**AVAILABLE RECORDS**
● ● ● ● ● ● ●

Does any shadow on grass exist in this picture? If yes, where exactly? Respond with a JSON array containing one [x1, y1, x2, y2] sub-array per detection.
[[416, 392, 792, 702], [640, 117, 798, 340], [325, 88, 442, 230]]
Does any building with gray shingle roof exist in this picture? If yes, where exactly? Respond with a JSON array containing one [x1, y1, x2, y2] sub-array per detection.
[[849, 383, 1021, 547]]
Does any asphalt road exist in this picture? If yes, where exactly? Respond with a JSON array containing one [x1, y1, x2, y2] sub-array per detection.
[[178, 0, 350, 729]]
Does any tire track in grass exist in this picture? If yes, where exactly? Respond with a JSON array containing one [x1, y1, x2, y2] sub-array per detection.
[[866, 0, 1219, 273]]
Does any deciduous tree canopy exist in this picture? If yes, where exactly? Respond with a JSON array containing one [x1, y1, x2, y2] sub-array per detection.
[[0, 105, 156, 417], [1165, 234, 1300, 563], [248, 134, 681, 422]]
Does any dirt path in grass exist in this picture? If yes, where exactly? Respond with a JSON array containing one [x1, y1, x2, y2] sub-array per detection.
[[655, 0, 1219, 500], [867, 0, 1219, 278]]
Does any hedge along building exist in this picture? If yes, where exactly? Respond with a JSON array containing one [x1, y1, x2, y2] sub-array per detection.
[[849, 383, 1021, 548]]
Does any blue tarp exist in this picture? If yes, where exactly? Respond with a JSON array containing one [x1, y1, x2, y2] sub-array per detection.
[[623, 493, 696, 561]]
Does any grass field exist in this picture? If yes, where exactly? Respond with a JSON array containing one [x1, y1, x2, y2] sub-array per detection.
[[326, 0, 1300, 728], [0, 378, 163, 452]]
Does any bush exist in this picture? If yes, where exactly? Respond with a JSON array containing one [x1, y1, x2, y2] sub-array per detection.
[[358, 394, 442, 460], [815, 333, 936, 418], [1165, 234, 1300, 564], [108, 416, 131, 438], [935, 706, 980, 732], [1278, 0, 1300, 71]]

● ● ● ● ● ● ●

**TASK OBJECTIVE**
Render every line of the rows above as a numbered list, leaving out any blank lines.

**SOLUTION**
1. Does any shadow on grass exist in this picture? If yes, where exactly? Respond with a JSON array containing one [x1, y1, x2, y2] sub-array per detection.
2. [[416, 392, 792, 702], [640, 117, 798, 340], [325, 88, 442, 230]]
3. Does any building with gray shingle roof exist in this picture? If yes, where exactly? Respond with a JSON array containing one [x1, y1, x2, y2] sub-array per detection.
4. [[849, 383, 1021, 547]]
5. Does any asphalt road exist in this picture? If yes, where exactly? Respond with a JSON array containing one [x1, y1, x2, y2] sub-array per detection.
6. [[178, 0, 350, 729]]
7. Does any tire track in grass exist in this picture? If yes, where exactly? Respond with a JSON array containing one [x1, y1, x2, y2] sub-array per detection.
8. [[866, 0, 1219, 273]]
9. Does any deciduous tree canopy exist in this picture? If yes, where exactly? Respond with a JSON array containing one [x1, y1, x2, y2] sub-array per detection.
10. [[0, 105, 156, 417], [1165, 234, 1300, 563], [248, 134, 681, 422]]
11. Does any dirt path in grass exist in this picture? If yes, where exactly? Respond with a JSON array containing one [x1, y1, x2, y2] sub-array per detection.
12. [[655, 0, 1219, 500], [867, 0, 1219, 278]]
13. Does any hedge along building exist in this picture? If yes, where exactly? Respond with a JSON array containing one [x1, y1, x2, y2] sub-array per detection.
14. [[849, 383, 1021, 548]]
15. Does any blue tarp exist in this picture? If yes, where exactly? Respond with a JSON array containing one [x1, y1, x2, y2] sub-array per detection.
16. [[623, 493, 696, 561]]
17. Does any grass field exist in this picture? If yes, where exactly? Respond with a JSON array containing one [x1, y1, x2, y2] sub-array per detection.
18. [[326, 0, 1300, 728], [0, 378, 163, 452]]
19. Does any bush exist in this picture? If yes, where exactly? Respond with a JSON array containing one [x1, y1, x2, y2] sub-array per detection.
20. [[358, 394, 442, 460], [815, 333, 936, 418], [1165, 234, 1300, 564], [108, 416, 131, 438], [935, 706, 980, 732], [1278, 0, 1300, 71]]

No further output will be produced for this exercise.